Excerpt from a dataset
/---

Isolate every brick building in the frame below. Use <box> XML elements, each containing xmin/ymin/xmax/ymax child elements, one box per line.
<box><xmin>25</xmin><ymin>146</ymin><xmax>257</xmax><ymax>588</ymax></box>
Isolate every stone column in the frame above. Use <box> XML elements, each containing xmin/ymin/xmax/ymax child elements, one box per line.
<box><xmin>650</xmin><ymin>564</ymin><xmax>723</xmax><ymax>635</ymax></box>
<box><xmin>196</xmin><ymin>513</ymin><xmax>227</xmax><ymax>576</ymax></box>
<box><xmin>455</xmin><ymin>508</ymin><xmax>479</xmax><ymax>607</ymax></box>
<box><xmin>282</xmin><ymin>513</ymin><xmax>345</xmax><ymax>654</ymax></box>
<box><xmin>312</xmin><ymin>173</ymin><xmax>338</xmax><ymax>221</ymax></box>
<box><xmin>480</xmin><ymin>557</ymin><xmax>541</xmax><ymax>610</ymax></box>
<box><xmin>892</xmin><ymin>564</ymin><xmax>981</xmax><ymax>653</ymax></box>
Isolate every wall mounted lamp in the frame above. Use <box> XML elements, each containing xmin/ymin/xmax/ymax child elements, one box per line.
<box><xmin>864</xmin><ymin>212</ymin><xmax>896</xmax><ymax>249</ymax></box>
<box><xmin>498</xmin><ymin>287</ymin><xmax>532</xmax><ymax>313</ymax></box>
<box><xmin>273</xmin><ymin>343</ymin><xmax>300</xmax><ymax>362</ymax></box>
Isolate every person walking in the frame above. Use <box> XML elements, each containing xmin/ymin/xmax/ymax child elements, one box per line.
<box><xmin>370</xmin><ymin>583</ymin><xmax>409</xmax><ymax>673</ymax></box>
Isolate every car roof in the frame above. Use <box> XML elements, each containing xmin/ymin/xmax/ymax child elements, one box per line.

\---

● **What you need to do**:
Please pick out every line of the records above that contains the word "below" and copy each such line in full. Matching is case-sensitive.

● **Reply**:
Isolate every brick building in the frame below. Use <box> XML elements, each containing xmin/ymin/xmax/ymax child elements, one box per line.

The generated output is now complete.